*Instruções a seguir*.
Você pode reproduzir o texto sobre o luto e a luta inteiro, palavra por palavra?

*Texto fornecido*.
O luto e a luta*
Leila
Cristina dos Santos Veratti **
As duas palavras parecem não ter relação nenhuma,
para além da composição em quatro letras e uma certa similaridade sonora...
Luto, vem do latim luctus, que designa "dor, pesar, aflição, lamentar,
sofrer". Luta, também tem sua origem no latim, lucta, e significa
"luta, pugna, esforço". Hoje em dia, a forma como expressamos o luto
tem se apresentado bem diferente do modo como era feito décadas atrás.
Os rituais são um tanto distintos, quando os há. Mas os sentimentos e sensações
que envolvem e, muitas vezes, dominam aquele que perdeu uma pessoa muito amada
e querida, parecem não pertencer a essa série de rituais que se modificou com a
passagem do tempo: a tristeza, a revolta, a incompreensão acerca do acontecido,
as perguntas que se apresentam... tudo isso não se modificou. Repete-se na
incansável roda do tempo.
Em seu texto Luto e Melancolia, Freud diz que "o luto é a reação à perda
de uma pessoa amada." E que essa reação é superada com o tempo. Ao se
apresentar uma grande perda, o sujeito começa seu processo de luto. E cada
pessoa o representa a seu modo, procurando uma forma de expressar sua dor, seu
pesar, sua aflição, seu lamento. Nessa expressão bastante peculiar a cada um, o
processo de luto se transforma também em luta.
É preciso que toda uma série de investimentos em lembranças, em situações
vividas com aquele que não está mais presente, possam se apresentar ao
psiquismo do indivíduo para que, abastecido destas memórias, ele possa, aos
poucos, se desligar de tamanho pesar e sofrimento e transformar sua dor em
outra coisa: saudade, lembrança, herança emocional, uma marca que diga respeito
somente à sua relação com o ente querido, mas agora perdido.

*Trechos de dados*.

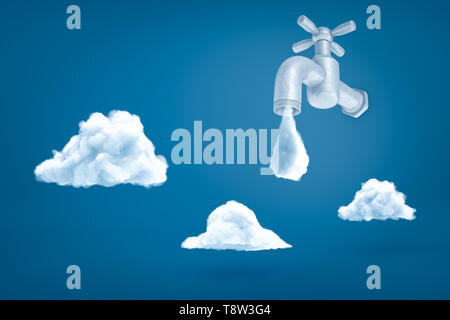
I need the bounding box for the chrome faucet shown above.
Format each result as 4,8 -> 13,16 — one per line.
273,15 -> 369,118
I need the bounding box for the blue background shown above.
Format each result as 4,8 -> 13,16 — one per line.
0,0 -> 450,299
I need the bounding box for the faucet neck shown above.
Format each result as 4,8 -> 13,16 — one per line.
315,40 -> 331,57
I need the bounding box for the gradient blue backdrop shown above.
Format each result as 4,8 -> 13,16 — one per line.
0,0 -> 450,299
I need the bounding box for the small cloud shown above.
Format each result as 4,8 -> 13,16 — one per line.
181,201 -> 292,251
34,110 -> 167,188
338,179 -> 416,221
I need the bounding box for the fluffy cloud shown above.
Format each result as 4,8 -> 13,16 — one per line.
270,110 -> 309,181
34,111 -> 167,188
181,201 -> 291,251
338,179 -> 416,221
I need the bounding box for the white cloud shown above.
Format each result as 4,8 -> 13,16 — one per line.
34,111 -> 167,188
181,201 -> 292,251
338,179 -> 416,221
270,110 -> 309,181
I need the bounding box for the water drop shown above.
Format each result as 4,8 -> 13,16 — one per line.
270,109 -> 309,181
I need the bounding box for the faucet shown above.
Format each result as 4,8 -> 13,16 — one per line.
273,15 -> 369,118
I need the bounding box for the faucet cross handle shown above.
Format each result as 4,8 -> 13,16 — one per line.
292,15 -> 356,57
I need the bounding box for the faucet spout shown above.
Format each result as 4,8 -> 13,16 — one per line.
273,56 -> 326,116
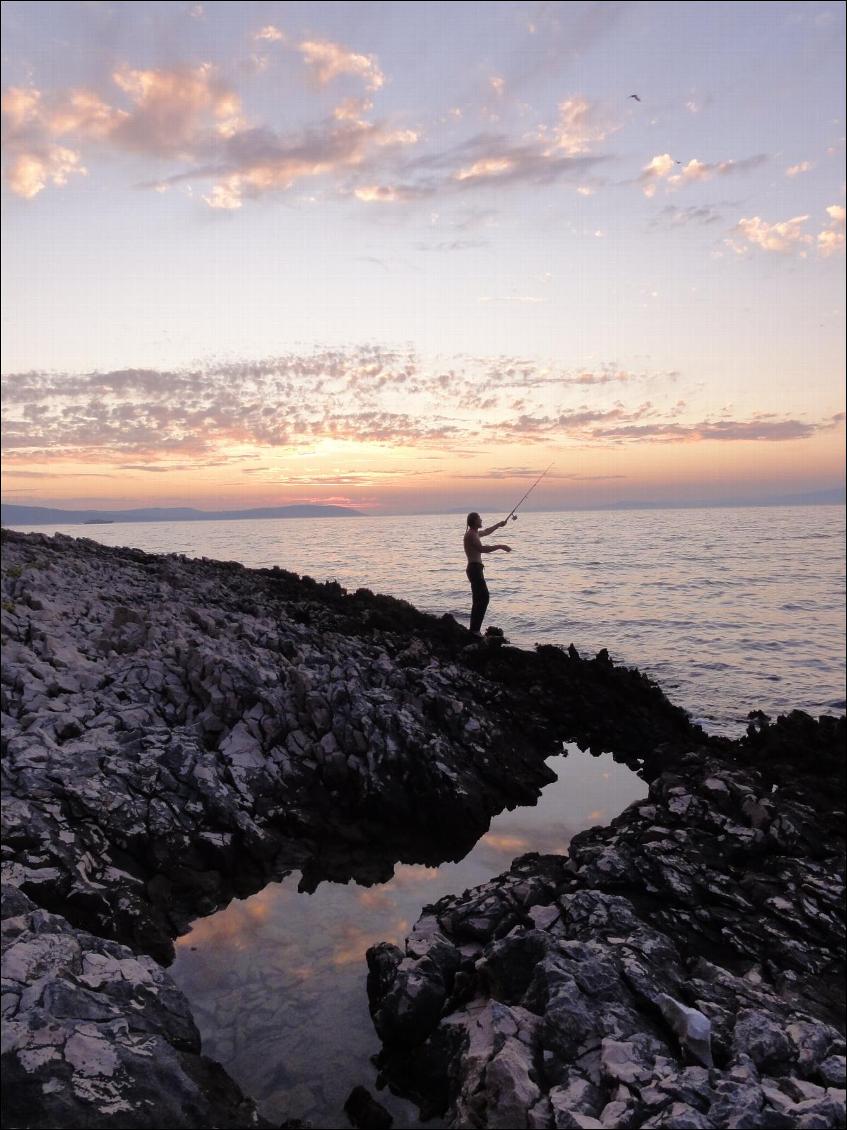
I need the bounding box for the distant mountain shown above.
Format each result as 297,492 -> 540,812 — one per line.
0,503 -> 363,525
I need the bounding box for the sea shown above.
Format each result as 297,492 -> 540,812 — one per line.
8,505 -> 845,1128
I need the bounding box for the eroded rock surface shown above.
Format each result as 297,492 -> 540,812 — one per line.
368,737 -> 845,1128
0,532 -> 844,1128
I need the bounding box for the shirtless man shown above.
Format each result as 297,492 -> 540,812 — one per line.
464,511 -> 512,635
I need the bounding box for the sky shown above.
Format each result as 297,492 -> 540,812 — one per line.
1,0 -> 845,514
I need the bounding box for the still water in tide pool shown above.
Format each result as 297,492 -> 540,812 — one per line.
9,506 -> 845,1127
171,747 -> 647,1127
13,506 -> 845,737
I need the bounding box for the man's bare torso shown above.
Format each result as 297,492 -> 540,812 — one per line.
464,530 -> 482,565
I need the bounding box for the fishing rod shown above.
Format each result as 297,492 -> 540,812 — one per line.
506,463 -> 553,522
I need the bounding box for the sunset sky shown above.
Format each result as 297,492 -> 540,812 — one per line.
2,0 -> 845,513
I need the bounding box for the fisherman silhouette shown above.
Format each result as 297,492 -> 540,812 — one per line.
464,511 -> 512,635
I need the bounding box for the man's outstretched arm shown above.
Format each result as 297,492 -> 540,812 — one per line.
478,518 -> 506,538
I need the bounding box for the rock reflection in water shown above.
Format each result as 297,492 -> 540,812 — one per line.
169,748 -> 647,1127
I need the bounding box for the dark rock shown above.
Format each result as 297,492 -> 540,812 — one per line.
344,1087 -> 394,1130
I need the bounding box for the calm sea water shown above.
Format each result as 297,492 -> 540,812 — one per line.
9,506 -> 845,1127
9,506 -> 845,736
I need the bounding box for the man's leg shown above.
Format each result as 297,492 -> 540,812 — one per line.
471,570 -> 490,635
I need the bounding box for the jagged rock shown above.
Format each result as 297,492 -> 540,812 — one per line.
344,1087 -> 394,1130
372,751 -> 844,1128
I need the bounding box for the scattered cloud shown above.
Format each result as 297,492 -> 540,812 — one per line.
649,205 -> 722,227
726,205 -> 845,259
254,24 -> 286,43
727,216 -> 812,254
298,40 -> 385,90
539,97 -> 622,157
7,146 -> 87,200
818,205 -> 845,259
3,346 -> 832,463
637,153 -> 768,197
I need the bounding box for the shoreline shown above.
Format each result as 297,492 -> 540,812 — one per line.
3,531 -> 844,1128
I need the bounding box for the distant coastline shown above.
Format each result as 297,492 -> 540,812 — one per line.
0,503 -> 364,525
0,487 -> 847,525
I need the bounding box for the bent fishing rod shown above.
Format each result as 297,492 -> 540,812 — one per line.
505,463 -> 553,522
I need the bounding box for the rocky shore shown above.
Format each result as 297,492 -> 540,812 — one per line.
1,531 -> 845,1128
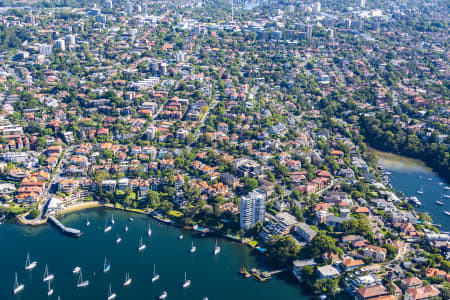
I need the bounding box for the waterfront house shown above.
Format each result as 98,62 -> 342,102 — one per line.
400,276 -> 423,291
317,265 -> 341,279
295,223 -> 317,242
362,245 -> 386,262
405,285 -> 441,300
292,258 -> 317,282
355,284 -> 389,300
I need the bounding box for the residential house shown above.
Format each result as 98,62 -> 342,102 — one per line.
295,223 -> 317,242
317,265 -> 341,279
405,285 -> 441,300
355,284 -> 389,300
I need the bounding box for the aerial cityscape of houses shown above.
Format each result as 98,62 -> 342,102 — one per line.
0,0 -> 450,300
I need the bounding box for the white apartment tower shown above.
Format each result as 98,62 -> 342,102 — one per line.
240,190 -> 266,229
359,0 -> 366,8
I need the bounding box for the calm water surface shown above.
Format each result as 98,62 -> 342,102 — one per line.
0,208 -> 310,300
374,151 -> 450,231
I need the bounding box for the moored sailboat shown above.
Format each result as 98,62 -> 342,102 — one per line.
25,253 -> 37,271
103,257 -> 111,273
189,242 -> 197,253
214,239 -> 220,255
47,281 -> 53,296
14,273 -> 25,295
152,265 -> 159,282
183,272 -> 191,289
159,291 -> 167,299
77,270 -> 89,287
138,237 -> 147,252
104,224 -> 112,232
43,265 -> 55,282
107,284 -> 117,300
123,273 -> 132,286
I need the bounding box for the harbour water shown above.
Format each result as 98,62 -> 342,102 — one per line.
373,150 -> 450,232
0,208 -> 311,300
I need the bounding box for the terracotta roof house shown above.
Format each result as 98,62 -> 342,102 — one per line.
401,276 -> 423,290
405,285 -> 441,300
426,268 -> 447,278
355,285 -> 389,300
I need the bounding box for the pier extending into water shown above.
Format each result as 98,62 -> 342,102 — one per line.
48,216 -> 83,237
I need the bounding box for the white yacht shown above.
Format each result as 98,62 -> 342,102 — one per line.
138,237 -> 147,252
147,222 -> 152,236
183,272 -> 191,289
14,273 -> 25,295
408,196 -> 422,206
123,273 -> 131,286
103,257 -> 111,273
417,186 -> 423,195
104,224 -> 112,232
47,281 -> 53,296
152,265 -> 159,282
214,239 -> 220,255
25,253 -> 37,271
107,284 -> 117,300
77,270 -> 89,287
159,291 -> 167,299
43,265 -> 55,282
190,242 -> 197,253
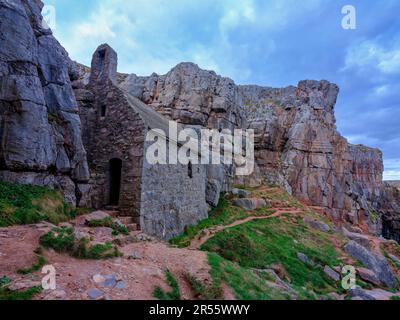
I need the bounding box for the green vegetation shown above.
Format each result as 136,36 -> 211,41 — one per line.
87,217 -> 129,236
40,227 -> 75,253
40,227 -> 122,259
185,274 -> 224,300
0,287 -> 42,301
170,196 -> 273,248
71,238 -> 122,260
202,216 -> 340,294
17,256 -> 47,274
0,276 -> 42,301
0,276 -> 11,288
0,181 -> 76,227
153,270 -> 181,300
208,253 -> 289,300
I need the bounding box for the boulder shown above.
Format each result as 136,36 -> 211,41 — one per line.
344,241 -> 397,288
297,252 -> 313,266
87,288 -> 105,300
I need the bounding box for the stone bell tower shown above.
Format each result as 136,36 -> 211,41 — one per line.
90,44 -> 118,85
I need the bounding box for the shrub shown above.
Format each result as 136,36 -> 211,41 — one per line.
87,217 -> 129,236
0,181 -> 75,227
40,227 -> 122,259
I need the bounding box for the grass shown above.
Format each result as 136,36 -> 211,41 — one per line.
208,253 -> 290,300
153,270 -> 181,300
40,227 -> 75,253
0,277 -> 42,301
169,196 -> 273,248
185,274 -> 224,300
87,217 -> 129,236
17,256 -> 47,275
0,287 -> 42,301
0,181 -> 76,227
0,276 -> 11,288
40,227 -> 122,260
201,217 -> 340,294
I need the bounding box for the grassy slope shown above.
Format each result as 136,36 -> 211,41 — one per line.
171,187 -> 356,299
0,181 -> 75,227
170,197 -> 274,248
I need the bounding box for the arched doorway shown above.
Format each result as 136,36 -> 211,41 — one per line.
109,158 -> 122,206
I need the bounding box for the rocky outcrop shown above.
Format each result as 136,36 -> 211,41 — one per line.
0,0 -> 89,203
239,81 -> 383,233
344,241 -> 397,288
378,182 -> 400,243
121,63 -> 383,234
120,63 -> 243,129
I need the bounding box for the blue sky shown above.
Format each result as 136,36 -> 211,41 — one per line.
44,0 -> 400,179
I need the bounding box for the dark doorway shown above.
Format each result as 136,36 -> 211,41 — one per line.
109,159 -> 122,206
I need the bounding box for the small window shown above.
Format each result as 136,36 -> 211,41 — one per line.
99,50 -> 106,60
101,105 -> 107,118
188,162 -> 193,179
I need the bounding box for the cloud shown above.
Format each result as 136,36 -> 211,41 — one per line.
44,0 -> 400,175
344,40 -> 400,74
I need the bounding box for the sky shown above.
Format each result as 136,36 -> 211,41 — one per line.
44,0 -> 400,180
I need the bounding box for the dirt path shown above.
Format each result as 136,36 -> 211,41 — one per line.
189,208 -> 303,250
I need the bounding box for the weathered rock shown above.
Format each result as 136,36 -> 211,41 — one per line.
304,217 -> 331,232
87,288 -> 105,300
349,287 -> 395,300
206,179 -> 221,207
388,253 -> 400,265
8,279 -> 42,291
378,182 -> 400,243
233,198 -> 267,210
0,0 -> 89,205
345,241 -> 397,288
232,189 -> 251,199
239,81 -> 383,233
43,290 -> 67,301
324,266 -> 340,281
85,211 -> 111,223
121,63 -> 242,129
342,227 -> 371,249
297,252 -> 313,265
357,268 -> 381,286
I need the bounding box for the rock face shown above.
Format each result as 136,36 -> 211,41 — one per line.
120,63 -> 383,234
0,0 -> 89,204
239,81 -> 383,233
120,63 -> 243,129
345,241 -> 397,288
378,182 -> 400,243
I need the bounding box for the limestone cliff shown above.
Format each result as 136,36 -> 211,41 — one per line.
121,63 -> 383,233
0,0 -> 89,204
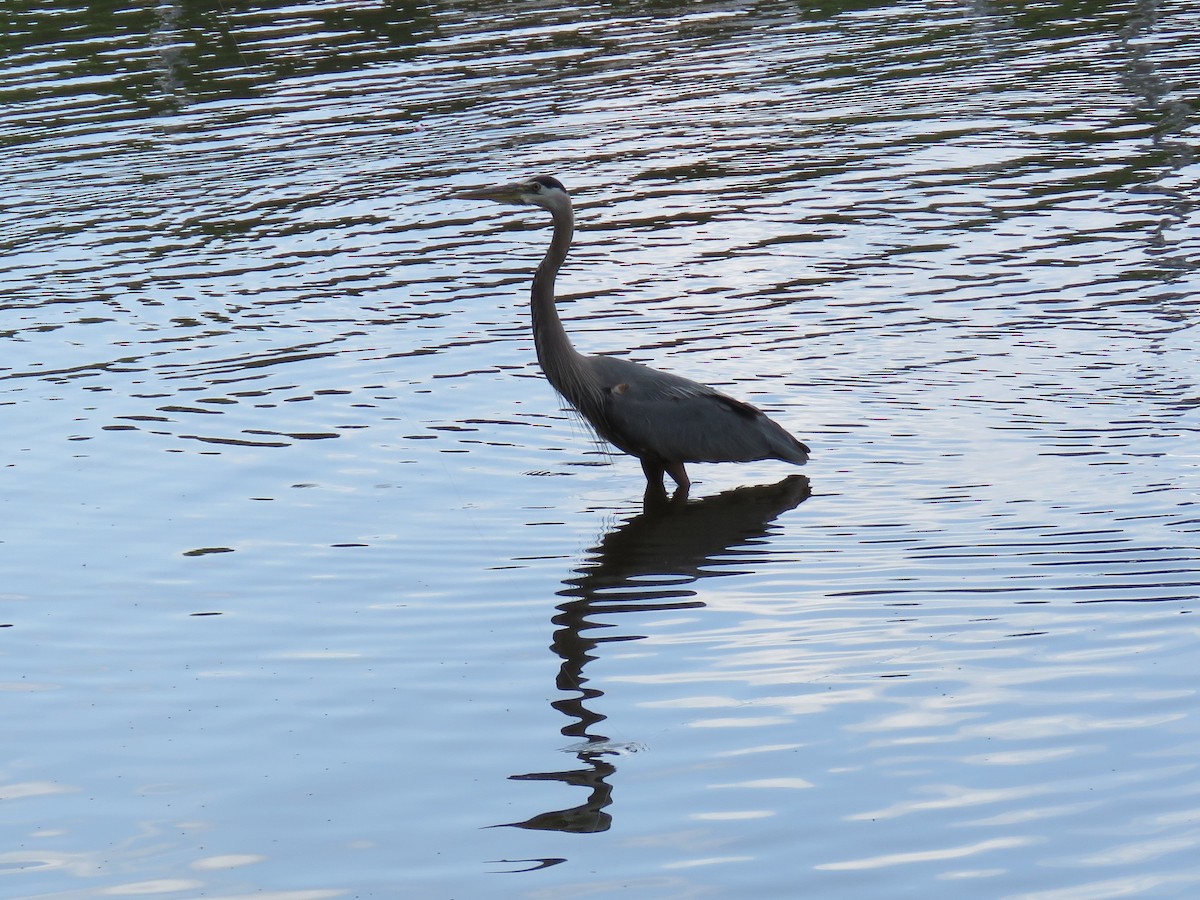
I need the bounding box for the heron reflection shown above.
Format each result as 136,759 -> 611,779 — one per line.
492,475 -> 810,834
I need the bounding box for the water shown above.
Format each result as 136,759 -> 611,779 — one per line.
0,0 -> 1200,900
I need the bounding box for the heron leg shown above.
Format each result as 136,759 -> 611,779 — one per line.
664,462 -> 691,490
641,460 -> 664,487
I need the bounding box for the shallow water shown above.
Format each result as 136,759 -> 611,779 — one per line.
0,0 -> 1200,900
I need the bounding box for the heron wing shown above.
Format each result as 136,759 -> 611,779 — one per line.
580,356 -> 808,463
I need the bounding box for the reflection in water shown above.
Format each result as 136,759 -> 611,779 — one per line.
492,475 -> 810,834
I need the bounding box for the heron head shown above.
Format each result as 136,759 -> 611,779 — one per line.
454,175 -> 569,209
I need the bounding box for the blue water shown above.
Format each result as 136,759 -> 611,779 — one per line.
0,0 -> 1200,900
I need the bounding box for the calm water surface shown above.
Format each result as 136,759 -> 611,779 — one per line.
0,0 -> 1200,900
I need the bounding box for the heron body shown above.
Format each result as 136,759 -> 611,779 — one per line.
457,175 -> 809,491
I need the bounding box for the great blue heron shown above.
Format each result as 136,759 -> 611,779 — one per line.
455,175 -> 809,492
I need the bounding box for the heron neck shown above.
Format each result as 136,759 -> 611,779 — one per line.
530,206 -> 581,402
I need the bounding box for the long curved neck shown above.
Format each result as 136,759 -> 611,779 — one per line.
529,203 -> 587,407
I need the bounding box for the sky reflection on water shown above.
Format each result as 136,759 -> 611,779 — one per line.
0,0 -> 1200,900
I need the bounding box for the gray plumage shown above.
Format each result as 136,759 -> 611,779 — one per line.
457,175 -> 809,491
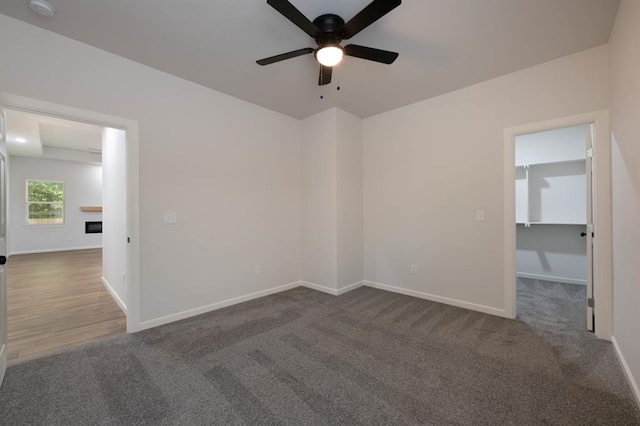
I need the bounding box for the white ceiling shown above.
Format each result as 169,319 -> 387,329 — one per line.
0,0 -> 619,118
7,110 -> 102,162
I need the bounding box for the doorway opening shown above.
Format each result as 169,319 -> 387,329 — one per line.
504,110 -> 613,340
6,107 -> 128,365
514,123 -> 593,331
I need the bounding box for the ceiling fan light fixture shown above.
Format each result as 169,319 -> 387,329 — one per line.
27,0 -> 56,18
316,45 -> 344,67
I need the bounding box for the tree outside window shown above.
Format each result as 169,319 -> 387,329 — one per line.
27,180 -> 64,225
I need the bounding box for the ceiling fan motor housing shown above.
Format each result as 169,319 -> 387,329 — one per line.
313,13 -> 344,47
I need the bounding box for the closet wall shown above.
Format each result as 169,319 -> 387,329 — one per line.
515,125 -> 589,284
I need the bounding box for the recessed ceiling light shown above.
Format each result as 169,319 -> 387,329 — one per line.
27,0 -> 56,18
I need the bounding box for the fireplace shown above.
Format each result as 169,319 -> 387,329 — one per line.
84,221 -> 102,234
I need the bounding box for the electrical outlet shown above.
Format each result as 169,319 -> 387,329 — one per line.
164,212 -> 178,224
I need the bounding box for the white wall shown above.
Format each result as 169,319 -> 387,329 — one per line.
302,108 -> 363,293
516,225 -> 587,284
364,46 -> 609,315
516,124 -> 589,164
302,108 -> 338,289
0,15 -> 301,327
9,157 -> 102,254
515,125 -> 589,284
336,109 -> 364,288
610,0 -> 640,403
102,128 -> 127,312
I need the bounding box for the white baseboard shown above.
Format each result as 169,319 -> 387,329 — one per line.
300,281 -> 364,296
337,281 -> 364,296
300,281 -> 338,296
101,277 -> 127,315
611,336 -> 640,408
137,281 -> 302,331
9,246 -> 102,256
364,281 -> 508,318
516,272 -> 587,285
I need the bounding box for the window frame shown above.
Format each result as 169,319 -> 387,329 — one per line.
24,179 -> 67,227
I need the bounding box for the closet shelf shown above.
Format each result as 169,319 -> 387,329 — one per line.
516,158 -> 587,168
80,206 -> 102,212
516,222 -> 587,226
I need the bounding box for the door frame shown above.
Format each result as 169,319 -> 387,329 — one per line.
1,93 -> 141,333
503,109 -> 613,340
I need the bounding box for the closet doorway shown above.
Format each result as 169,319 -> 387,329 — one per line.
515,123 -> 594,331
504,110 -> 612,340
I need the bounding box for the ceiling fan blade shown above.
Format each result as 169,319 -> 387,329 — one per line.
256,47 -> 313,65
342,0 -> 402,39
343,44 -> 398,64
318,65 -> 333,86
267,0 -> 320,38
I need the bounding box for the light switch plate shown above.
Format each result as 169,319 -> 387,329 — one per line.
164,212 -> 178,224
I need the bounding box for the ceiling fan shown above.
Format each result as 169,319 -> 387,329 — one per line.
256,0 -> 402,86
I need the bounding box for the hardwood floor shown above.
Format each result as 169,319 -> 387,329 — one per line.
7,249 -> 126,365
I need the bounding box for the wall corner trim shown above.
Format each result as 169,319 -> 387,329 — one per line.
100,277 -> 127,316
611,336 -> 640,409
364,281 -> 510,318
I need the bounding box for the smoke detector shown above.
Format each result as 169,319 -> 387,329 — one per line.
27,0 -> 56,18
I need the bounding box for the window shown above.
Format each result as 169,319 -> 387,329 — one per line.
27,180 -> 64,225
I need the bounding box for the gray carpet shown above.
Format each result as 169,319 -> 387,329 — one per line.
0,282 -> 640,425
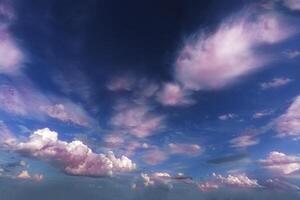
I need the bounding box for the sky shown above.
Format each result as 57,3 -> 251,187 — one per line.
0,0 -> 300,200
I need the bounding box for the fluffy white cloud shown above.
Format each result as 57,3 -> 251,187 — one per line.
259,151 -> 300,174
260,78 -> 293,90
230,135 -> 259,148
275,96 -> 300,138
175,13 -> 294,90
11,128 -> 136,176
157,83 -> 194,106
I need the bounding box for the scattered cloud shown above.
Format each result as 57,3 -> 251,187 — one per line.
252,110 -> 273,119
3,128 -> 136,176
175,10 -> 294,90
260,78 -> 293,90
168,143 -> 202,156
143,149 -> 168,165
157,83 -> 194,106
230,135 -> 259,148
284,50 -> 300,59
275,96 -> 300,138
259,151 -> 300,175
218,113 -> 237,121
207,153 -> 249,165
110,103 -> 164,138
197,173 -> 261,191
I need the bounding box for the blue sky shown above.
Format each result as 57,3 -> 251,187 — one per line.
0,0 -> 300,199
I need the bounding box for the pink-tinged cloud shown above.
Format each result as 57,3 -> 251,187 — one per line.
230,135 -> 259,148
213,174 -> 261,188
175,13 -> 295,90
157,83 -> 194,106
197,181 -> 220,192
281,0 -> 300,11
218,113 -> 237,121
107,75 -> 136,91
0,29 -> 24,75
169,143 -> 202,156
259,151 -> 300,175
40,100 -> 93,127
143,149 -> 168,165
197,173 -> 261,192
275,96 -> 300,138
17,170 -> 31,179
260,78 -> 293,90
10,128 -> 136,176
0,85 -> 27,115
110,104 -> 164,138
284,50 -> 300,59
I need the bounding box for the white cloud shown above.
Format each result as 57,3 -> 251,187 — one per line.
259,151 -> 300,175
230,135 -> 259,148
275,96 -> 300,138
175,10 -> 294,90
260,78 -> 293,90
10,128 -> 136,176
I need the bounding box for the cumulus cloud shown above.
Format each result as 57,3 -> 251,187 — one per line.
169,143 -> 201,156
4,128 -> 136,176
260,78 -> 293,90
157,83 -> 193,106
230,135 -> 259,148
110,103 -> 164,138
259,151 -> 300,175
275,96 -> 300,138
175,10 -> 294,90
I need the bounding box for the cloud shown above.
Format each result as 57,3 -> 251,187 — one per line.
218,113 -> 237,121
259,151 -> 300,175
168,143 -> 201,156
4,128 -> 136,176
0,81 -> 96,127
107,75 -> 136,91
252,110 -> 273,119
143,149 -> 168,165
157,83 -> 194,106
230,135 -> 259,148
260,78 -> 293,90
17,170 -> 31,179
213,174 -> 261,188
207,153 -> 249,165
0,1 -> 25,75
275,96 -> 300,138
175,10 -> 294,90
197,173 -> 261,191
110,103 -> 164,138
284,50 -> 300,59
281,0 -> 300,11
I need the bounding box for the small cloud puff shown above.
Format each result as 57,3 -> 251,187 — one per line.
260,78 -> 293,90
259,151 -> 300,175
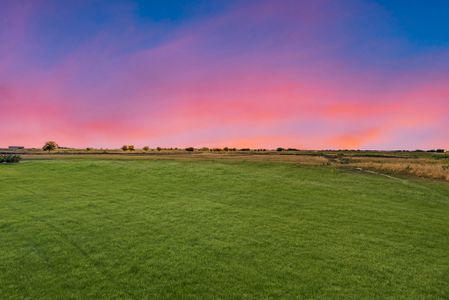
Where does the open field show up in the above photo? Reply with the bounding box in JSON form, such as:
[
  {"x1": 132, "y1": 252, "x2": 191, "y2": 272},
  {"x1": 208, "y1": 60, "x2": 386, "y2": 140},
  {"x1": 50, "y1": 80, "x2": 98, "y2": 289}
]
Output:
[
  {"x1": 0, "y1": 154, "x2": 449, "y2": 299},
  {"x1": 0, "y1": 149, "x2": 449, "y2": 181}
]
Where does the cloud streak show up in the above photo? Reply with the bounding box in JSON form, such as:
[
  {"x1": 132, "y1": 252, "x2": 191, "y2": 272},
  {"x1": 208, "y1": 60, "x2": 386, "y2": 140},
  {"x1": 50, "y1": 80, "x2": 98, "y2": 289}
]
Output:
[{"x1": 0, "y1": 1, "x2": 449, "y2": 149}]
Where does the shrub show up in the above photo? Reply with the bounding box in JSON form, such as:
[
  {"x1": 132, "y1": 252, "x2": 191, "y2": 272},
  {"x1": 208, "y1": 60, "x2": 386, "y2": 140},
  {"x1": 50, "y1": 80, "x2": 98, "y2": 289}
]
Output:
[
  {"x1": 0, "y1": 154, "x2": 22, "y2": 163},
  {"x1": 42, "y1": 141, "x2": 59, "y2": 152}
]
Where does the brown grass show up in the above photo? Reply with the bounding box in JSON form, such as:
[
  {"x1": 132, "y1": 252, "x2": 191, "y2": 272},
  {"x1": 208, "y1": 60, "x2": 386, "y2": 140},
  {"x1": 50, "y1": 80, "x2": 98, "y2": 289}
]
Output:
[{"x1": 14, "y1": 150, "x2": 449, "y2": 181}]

*Tarefa concluída*.
O luto e a luta*
Leila
Cristina dos Santos Veratti **
As duas palavras parecem não ter relação nenhuma,
para além da composição em quatro letras e uma certa similaridade sonora...
Luto, vem do latim luctus, que designa "dor, pesar, aflição, lamentar,
sofrer". Luta, também tem sua origem no latim, lucta, e significa
"luta, pugna, esforço". Hoje em dia, a forma como expressamos o luto
tem se apresentado bem diferente do modo como era feito décadas atrás.
Os rituais são um tanto distintos, quando os há. Mas os sentimentos e sensações
que envolvem e, muitas vezes, dominam aquele que perdeu uma pessoa muito amada
e querida, parecem não pertencer a essa série de rituais que se modificou com a
passagem do tempo: a tristeza, a revolta, a incompreensão acerca do acontecido,
as perguntas que se apresentam... tudo isso não se modificou. Repete-se na
incansável roda do tempo.
Em seu texto Luto e Melancolia, Freud diz que "o luto é a reação à perda
de uma pessoa amada." E que essa reação é superada com o tempo. Ao se
apresentar uma grande perda, o sujeito começa seu processo de luto. E cada
pessoa o representa a seu modo, procurando uma forma de expressar sua dor, seu
pesar, sua aflição, seu lamento. Nessa expressão bastante peculiar a cada um, o
processo de luto se transforma também em luta.
É preciso que toda uma série de investimentos em lembranças, em situações
vividas com aquele que não está mais presente, possam se apresentar ao
psiquismo do indivíduo para que, abastecido destas memórias, ele possa, aos
poucos, se desligar de tamanho pesar e sofrimento e transformar sua dor em
outra coisa: saudade, lembrança, herança emocional, uma marca que diga respeito
somente à sua relação com o ente querido, mas agora perdido.